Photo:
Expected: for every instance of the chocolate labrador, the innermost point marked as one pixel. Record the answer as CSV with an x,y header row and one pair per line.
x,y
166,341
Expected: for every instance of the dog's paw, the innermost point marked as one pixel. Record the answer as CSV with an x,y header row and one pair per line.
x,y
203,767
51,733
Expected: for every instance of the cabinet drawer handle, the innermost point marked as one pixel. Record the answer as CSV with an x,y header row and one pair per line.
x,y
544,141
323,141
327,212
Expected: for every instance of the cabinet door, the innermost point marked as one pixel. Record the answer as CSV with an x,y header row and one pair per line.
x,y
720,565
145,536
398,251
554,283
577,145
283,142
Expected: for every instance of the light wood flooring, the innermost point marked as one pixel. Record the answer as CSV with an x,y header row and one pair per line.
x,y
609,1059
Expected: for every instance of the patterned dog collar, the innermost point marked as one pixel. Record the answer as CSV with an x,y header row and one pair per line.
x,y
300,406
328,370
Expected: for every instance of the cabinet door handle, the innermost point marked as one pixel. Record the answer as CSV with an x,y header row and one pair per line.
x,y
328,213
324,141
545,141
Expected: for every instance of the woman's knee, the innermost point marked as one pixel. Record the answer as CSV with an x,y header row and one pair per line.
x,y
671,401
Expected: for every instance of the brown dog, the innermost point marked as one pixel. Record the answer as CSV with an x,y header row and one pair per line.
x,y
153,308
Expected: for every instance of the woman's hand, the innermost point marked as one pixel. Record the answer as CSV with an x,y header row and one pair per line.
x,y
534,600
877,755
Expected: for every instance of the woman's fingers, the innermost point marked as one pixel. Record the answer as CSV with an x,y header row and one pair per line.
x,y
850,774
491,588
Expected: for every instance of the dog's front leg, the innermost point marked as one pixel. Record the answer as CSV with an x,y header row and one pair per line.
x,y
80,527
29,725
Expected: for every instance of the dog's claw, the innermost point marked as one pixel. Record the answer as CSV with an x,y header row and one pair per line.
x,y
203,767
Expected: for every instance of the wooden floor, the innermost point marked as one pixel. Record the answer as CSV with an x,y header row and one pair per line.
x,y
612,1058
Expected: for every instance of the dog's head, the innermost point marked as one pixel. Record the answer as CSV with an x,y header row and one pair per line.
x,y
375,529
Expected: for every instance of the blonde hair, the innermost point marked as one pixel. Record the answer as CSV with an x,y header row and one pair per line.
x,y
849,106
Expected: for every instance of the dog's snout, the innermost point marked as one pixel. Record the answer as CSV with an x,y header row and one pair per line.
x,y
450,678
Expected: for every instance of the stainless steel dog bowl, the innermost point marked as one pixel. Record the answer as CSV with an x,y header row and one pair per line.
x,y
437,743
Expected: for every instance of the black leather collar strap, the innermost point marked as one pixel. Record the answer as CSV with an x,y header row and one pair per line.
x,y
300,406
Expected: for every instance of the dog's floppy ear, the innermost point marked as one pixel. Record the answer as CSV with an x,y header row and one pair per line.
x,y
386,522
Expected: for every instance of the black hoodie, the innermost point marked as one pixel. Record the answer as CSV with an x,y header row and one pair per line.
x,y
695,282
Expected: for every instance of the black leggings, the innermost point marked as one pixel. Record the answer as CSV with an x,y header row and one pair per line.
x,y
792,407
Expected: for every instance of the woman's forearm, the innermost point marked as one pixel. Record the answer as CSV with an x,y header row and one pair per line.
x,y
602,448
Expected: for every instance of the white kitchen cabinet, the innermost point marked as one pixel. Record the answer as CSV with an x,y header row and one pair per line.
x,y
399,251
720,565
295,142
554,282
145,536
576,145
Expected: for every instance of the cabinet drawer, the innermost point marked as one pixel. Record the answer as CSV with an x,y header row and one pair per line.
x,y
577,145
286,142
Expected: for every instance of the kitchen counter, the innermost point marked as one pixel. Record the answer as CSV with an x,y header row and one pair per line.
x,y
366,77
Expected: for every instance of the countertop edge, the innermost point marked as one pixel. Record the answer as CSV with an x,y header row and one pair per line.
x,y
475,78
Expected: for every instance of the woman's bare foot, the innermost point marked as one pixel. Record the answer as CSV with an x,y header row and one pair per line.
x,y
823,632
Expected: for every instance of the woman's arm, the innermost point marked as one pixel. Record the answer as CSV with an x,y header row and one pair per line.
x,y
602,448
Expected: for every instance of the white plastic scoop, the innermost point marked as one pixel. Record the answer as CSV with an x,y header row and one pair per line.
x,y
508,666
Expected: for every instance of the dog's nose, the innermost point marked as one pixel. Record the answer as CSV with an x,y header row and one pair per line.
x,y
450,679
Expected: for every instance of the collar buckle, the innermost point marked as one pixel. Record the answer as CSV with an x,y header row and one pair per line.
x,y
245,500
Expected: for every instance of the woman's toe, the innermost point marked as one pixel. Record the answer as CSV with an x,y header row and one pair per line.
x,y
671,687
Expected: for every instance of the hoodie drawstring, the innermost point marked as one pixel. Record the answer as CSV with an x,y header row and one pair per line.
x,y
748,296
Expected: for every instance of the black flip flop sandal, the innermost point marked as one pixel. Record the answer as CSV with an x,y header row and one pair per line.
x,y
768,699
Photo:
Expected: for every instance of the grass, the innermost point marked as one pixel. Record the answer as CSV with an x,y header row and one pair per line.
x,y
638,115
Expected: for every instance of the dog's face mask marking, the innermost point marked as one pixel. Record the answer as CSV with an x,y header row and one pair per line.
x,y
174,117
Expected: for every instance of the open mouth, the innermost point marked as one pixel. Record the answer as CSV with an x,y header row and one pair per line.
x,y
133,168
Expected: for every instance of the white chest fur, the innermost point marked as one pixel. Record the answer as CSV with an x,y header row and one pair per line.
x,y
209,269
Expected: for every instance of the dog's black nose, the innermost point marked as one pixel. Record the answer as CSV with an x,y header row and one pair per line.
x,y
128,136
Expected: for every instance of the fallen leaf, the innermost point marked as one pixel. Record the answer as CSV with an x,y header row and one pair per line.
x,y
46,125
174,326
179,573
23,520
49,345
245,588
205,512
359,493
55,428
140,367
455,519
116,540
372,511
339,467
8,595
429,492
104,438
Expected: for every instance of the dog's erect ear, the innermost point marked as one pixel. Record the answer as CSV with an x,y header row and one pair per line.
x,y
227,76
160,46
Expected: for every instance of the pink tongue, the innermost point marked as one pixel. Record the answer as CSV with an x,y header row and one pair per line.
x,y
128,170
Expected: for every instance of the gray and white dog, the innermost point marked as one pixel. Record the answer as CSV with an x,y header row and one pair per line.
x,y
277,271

(Do this) Reproduce the full listing above, character for character.

(Problem solution)
Photo:
Expected: for every instance of the chocolate labrador, the innermost point marked as one pixel. Record the answer as CSV with an x,y header row and one pair per line.
x,y
166,341
Expected: for every instance of the dog's paw, the innermost point marked as one pixel. Record the answer as CSV with an x,y header row and one pair per line.
x,y
203,767
51,733
Expected: for every instance of the cabinet drawer handle, the innermost point marked as one pixel. Record the answer as CSV with an x,y header row and one pair per line.
x,y
544,141
323,141
327,212
Expected: for every instance of the cabinet door, the innermost point marked as one pixel. Record the answer as CSV with an x,y header row and one pair per line.
x,y
720,565
145,536
398,251
554,283
577,145
283,142
Expected: for every instance of the light wood flooring, the innermost point marked as one pixel. Record the answer as CSV with an x,y header row and one pair per line.
x,y
609,1059
Expected: for every instance of the patterned dog collar, the innermost point marked as one pixel. Record the answer as CSV with an x,y header row and one pair per line.
x,y
300,406
328,370
Expected: for every instance of the cabinet door handle, the innermost point marked as one pixel. Record the answer as CSV with an x,y header row and one pair per line.
x,y
328,213
324,141
545,141
Expected: for every instance of the woman's knee, the innermost point marked as one pixel. Record the answer as CSV with an x,y header row and one pair per line.
x,y
671,401
Expected: for every instance of the brown dog, the innermost point marked as one pixel. Record the answer as CSV with an x,y header row and one pair per line.
x,y
153,308
Expected: for every instance of the woman's hand, the innermost point marked as one pixel. Record the answer as CSV with an x,y header row and one pair per line.
x,y
534,600
877,755
Expected: for every instance of the woman's fingers, the innermost point marked as one pixel. Record the answer as CSV with an x,y header row and one pair per line.
x,y
850,774
491,588
Expected: for every instance of the dog's front leg, the innermost point marked as one pixel. Record the answer as CSV with an x,y header row and one pair per line.
x,y
80,527
29,725
Expected: for every instance of the dog's claw, the innermost point marked as one pixel. Record the answer as CSV with an x,y header row and one pair per line.
x,y
203,767
Expected: for every instance of the wooden floor, the innermost point marked as one pixel. Record the answer as CSV with an x,y header row and one pair per line.
x,y
612,1058
Expected: for every instance of the dog's head, the innermost point marked as one pixel. Record the answer as CSV with an x,y header row and one pair per line.
x,y
375,529
Expected: for every instance of the blonde hair, the innermost point marked as one pixel. Record the answer as CSV with an x,y header row and one pair per line.
x,y
849,106
Expected: for every instance of the dog's snout, the innermost point marked as one pixel. Record the answer as CSV with an x,y header row and one pair per line.
x,y
450,678
Expected: for every instance of the stainless steel dog bowl, the innermost point marked as one pixel. Record the answer as CSV with an x,y header row and one pair per line.
x,y
437,743
Expected: for every instance of the black leather collar strap, the innermost point marked as one pixel. Record the answer as CSV with an x,y header row and one pair per line.
x,y
300,406
Expected: for every instance of the dog's floppy ear, the innermost point marked as one pixel. Record the answer as CSV with an x,y header row and one pair per line.
x,y
386,522
Expected: for every instance of the black hoodie, the innermost point marked as one pixel. Record the answer as CSV with an x,y header row and one pair per line.
x,y
695,282
Expected: for every instance of the black leggings, the innermost point marked as one pixel. Record the answer as CSV with an x,y header row and one pair per line.
x,y
792,407
Expected: for every instance of the woman's forearm, the innermost point marked as one pixel. Record the answer as CSV with an x,y header row and one pair per line.
x,y
602,448
Expected: for every instance of the white kitchen cabinet, the innermost point marked as one pixel. Record the answer as CSV with an x,y header row and one pair per line.
x,y
399,251
720,565
295,142
554,282
145,536
576,145
Expected: for every instance of the cabinet drawer, the innermost point marked as one pixel. Record the answer as CSV with an x,y header row and one pair per line.
x,y
577,145
286,142
Expected: for every instance of the kitchen counter, the innermost point marked as one pixel. Record the answer as CSV with an x,y header row and one pair per line.
x,y
366,77
Expected: for every instance of the countertop edge, the innermost point marked as one pixel. Record the answer as CSV with an x,y header row and one pair per line.
x,y
475,78
Expected: for every instance of the woman's bare foot, the innermost point marked as one pixel. Record the answer as CSV with an x,y header row and one pair per line.
x,y
823,632
Expected: for every instance of the woman's arm, the innermost point marked as one pixel. Record the answer as CSV with an x,y header row and one pair per line.
x,y
602,448
Expected: for every instance of the white plastic scoop, the innermost point marked as one pixel. Record the answer as CSV with an x,y header row and one pair per line.
x,y
508,666
Expected: for every instance of the dog's nose, the innermost point marked as one pixel. Record the answer as CSV with an x,y header row and one pair per line.
x,y
450,679
Expected: for every instance of the collar buckle, the innermost point marked as one pixel. Record the answer as CSV with an x,y header row and one pair per line.
x,y
245,500
Expected: for every instance of the woman's toe, the innermost point marked as one pixel. Record the answer as CSV with an x,y header row and one pair per line.
x,y
671,687
Expected: for every instance of the hoodie drawstring, the innermost point marked as one pixel. Record the answer as CSV with an x,y header row and one pair per line.
x,y
748,296
Expected: for every instance of the black flip flop sandal, the innermost point marked as one pixel. Record the answer as CSV with an x,y header row and one pair per line.
x,y
768,699
Photo:
Expected: for every instance of the grass, the innermost point marked as one pixel. Record the answer as CSV with an x,y header row and one pair per line.
x,y
638,115
Expected: for every instance of the dog's face mask marking, the innermost point marked as one pixel. Record the answer as CSV with an x,y header row and one pair per line.
x,y
174,117
Expected: for every instance of the open mouth, the innermost point marked as one pixel. Record the answer as CSV with an x,y header row and one pair per line.
x,y
133,168
Expected: for every instance of the white chest fur, the innermost point marked as one pixel. Record the answer as CSV with an x,y header row and one pair per line.
x,y
209,269
Expected: for every instance of the dog's black nose, the innermost point marked as one pixel. Record the answer as CSV with an x,y header row and one pair per line.
x,y
128,136
Expected: for every instance of the fallen leaf, the innermost point marked as one pixel. Record the answer as CSV with an x,y header row and one pair per line.
x,y
46,125
174,326
179,573
23,520
49,345
245,588
205,512
359,493
55,428
140,367
455,519
116,540
372,511
339,467
8,595
429,492
104,438
Expected: for every instance of the dog's erect ear, the innermost point marked as one pixel. Record the answer as CSV with an x,y header row and one pair per line.
x,y
227,76
160,46
Expected: for every instance of the pink tongue, the innermost point marked as one pixel. Record the answer as CSV with an x,y header row and one pair per line.
x,y
128,170
Expected: for every instance of the gray and white dog, the innermost point marked as one pixel. Record the answer as CSV with an x,y header row and one pair per line.
x,y
277,271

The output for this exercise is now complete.